Listing

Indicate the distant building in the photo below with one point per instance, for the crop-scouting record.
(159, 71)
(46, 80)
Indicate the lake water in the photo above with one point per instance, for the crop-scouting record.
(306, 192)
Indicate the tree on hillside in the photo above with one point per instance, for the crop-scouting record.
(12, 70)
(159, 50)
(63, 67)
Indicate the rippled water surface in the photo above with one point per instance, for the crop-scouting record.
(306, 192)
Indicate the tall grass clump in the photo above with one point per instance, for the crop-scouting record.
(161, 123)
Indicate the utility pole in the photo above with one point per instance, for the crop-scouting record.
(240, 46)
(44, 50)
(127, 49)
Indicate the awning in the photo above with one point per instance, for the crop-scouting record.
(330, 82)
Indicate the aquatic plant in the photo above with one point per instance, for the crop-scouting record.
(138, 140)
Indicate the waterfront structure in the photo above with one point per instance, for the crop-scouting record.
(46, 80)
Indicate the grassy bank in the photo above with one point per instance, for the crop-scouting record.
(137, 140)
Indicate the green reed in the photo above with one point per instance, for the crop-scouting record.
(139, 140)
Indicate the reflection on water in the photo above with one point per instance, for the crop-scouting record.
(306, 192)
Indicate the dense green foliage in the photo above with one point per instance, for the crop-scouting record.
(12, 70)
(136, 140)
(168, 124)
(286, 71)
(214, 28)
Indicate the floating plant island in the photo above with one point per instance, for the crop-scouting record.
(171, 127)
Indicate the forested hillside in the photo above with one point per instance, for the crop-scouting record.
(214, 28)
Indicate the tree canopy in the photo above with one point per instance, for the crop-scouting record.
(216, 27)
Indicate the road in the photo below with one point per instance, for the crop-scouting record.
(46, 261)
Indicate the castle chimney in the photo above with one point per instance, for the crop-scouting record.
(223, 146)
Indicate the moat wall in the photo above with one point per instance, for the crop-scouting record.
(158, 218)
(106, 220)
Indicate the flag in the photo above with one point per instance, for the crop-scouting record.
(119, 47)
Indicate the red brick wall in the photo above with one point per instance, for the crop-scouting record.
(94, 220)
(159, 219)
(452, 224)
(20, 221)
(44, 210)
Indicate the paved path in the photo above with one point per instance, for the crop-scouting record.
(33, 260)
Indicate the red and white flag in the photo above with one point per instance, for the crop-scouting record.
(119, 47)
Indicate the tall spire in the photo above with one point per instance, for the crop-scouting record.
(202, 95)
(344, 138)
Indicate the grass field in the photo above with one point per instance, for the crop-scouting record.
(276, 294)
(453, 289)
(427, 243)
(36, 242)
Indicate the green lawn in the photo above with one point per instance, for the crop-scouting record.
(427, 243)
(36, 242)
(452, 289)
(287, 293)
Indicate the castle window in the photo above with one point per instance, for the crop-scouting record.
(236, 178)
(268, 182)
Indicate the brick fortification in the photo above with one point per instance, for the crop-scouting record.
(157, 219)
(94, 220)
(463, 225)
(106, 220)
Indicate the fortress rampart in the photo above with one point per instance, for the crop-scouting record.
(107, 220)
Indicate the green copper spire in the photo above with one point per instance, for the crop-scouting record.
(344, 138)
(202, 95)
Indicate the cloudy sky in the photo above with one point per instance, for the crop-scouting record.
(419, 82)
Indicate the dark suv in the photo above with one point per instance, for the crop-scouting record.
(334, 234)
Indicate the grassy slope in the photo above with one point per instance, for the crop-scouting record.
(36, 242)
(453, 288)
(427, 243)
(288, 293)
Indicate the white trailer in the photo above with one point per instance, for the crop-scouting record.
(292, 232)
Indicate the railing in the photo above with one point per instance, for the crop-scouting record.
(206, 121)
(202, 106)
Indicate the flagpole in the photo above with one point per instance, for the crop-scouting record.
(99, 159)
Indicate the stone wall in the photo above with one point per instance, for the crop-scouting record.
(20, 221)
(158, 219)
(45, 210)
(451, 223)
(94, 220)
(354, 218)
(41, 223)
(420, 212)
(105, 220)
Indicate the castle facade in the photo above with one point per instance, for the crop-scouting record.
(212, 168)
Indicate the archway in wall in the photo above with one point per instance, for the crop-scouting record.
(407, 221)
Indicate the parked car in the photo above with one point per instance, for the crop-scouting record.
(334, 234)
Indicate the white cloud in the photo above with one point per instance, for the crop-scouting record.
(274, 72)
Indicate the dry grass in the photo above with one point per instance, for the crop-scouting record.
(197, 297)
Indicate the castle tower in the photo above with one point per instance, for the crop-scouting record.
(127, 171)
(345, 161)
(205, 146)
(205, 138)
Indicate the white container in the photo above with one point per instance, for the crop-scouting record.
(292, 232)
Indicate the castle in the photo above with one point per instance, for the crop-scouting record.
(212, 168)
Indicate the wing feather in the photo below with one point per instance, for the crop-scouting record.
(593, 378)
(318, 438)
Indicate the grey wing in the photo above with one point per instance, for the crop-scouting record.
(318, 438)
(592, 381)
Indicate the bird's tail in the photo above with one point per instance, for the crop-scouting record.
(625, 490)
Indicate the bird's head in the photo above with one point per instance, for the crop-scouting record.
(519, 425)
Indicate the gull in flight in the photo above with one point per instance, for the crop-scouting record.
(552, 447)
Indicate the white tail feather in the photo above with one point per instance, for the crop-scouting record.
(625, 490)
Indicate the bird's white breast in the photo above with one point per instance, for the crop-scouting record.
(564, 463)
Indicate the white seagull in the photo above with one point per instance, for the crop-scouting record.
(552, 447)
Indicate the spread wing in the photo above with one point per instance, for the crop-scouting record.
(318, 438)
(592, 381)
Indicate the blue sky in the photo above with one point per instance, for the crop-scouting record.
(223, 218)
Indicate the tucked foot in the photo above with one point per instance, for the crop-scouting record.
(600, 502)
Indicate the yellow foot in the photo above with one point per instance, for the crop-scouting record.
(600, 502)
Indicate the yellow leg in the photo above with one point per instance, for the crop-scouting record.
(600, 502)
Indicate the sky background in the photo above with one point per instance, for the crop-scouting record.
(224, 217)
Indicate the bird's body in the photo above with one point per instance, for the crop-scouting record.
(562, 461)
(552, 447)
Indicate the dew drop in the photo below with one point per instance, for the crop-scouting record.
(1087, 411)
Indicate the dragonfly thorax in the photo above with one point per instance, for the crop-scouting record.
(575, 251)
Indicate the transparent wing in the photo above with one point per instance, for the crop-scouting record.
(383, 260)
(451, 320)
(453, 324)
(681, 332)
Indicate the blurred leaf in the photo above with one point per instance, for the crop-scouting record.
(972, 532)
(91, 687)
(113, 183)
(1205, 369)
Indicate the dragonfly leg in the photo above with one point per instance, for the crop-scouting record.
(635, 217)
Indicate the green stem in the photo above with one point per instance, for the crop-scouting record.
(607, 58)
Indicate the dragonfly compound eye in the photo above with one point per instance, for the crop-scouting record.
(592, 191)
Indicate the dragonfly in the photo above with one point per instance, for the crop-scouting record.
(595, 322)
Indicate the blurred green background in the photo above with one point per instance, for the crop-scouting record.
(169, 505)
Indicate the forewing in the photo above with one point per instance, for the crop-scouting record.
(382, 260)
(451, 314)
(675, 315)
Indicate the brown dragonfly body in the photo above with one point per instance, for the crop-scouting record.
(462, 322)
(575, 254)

Request
Copy every one of the records above word for word, from first to last.

Answer for this exercise
Indicate the distant building in the photo below with one point per instance, for the crop-scouting record.
(159, 71)
(46, 80)
Indicate the lake water in the photo above with one point per instance, for the crop-scouting record.
(306, 192)
Indicate the tree on hillside in the photo above with one point per instance, for the crop-scouting record.
(12, 70)
(159, 50)
(63, 67)
Indicate the rippled water surface in the photo above with one point per instance, for the crop-scouting record.
(306, 192)
Indicate the tall grass clump in the photo above with one point per instance, for the crop-scouting record.
(161, 123)
Indicate the utility pole in the photo above with one point per instance, for the crop-scouting record.
(240, 46)
(44, 50)
(127, 49)
Indicate the awning in the photo above with one point per instance, for the crop-scouting record.
(330, 82)
Indicate the aquatic plant in the photo above with one point per instance, for the crop-scouting record.
(138, 140)
Indicate the waterfront structure in the photo above with one point per instance, for the crop-scouting record.
(46, 80)
Indicate the grassy bank in the photo above with one point per instance, for the crop-scouting record.
(137, 140)
Indicate the green reed in the photo above with one point per instance, for the crop-scouting record.
(139, 140)
Indicate the reflection on water in the photo above with one point per instance, for the crop-scouting record.
(306, 192)
Indicate the dense green foliage in the photo above with one point per instance, for the crop-scouting record.
(12, 70)
(136, 140)
(168, 124)
(286, 71)
(214, 28)
Indicate the floating plant island in the photo above with one point per instance, for the crop-scouting record.
(171, 127)
Indicate the forested hillside in the photo above with one point per instance, for the crop-scouting record.
(214, 28)
Indicate the tree canopy in the photo above with one point per instance, for the crop-scouting record.
(216, 27)
Indicate the road in the photo below with one point per instance, for the crop-scouting record.
(46, 261)
Indicate the castle chimney in the photo above with one point per instance, for the crop-scouting record.
(223, 146)
Indicate the moat wall in the photo above with one point per instance, for the crop-scouting record.
(158, 218)
(106, 220)
Indicate the flag in the photo above with one point per instance, for the crop-scouting record.
(119, 47)
Indicate the red brick wall in the photo above with one point per instance, for the crop-scouting record.
(94, 220)
(159, 219)
(452, 224)
(20, 221)
(44, 210)
Indicate the paved path in the photo above with one point per instance, for the crop-scouting record.
(33, 260)
Indicate the red and white flag in the photo above with one point per instance, for the crop-scouting record.
(119, 47)
Indicate the tall spire in the photo above with one point per instance, for the crop-scouting record.
(202, 95)
(344, 138)
Indicate the grass field in the photo above with one point per instance, for the crop-scouting record.
(276, 294)
(453, 289)
(427, 243)
(36, 242)
Indicate the green lawn in the photo above with one point per instance, for the crop-scouting record.
(427, 243)
(36, 242)
(452, 289)
(287, 293)
Indicate the castle window in the photo above with one point per instance, for the crop-scouting record.
(236, 178)
(268, 182)
Indicate the brick fortification in the photo above with one point per instance, for the crop-scouting record.
(157, 219)
(94, 220)
(463, 225)
(106, 220)
Indicate the fortress rampart in the photo above with one point per instance, for the crop-scouting record.
(107, 220)
Indicate the green copper spire in the photo above with one point per instance, for the crop-scouting record.
(344, 138)
(202, 95)
Indicate the cloudy sky in the photo above with one point per instance, for the crop-scouting record.
(419, 82)
Indicate the dark suv in the photo above with one point per instance, for the crop-scouting record.
(334, 234)
Indicate the grassy slope in the photo above with one point per instance, for the crop-scouting record.
(36, 242)
(453, 288)
(427, 243)
(288, 293)
Indicate the white trailer in the photo above with one point per instance, for the crop-scouting record.
(292, 232)
Indicate the railing in the photo above with one point per instance, for the crop-scouting record.
(206, 121)
(202, 106)
Indicate the flagpole in the photo above with one point per instance, for the crop-scouting record.
(99, 159)
Indicate the stone wall in the photo above with one point per instance, for the crop-scouting record.
(20, 221)
(158, 219)
(45, 210)
(451, 223)
(94, 220)
(354, 218)
(41, 223)
(420, 212)
(105, 220)
Indicate the castle facade in the photo above with one point per instance, for the crop-scouting record.
(212, 168)
Indicate the archway in wall in the photo above with one point per instance, for the crop-scouting record.
(407, 221)
Indicate the parked car in the photo above with one point per instance, for the crop-scouting record.
(334, 234)
Indicate the white cloud in the photo above with one point per instance, for the crop-scouting record.
(274, 72)
Indicate the dry grass in the photo above with one point per instance, for the crop-scouting record.
(197, 297)
Indicate the castle tower in the photo above with one point per instance, for the crop-scouting record.
(127, 171)
(345, 161)
(205, 146)
(205, 138)
Indicate the white container in the photo above with one point per instance, for the crop-scouting record.
(292, 232)
Indicate the castle in the photo above with one point per instance, for the crop-scouting record.
(212, 168)
Indicate the wing feather in the photo below with one point per instance, for the crop-scouting record.
(593, 378)
(318, 438)
Indicate the grey wing in the photo above with one point per instance, for the crop-scouting record.
(318, 438)
(592, 381)
Indicate the bird's tail in the photo above with one point per instance, for the crop-scouting record.
(625, 490)
Indicate the bird's head in the photo above with one point per instance, for the crop-scouting record.
(519, 425)
Indicate the gull in flight in the photo above with one point per instance, for the crop-scouting record.
(552, 447)
Indicate the white tail feather in the photo above with one point per instance, for the crop-scouting record.
(625, 490)
Indicate the bird's white breast in the photo above with one point per instance, for the crop-scouting record.
(564, 463)
Indicate the white seagull in the photo above with one point per instance, for the crop-scouting record.
(552, 447)
Indicate the spread wing in the photo above with one point per instance, for the crop-scouting record.
(318, 438)
(592, 381)
Indicate the blue sky in the photo above with one point per instance, for the crop-scouting record.
(223, 218)
Indicate the tucked foot in the photo above with one point per instance, for the crop-scouting record.
(600, 502)
Indicate the yellow foot in the photo above with one point per instance, for the crop-scouting record.
(600, 502)
Indicate the yellow leg in the photo above with one point per instance, for the crop-scouting record.
(600, 502)
Indicate the sky background in the photo above with one point per instance, for the crop-scouting record.
(224, 217)
Indicate the bird's body in the photo above with one point per instance, for the crop-scouting record.
(562, 461)
(552, 447)
Indicate the dew drop in the photo below with one point per instance, for the crop-scouting record.
(1087, 411)
Indicate the dragonfly thorax in the photo above with one point per instance, for the crop-scouting record.
(575, 251)
Indicate the transparent wing in the photo above with one point per instance, for the crop-scouting record.
(383, 260)
(451, 320)
(453, 324)
(681, 332)
Indicate the blurred leaf in the photo above with one point per instance, for the crop-scouting record.
(972, 532)
(91, 687)
(113, 183)
(1205, 369)
Indicate the dragonfly leg in the photo above with one point per instance, for the crop-scouting record.
(635, 217)
Indicate the green stem in the photo above with one point per instance, for the crop-scouting record.
(607, 58)
Indicate the dragonfly compound eye in the photo above with one point per instance, for the crop-scouting record.
(592, 191)
Indicate the dragonfly in the photo above with one point per instance, for the crop-scouting record.
(595, 322)
Indicate the blurred green background in the photo above with one point per instance, for the crop-scouting record.
(169, 505)
Indicate the forewing in the photo above with one point per instance, for the crop-scouting record.
(382, 260)
(451, 314)
(675, 315)
Indicate the brown dragonfly body in the photo above with one point per instance, for the crop-scouting record.
(462, 322)
(575, 254)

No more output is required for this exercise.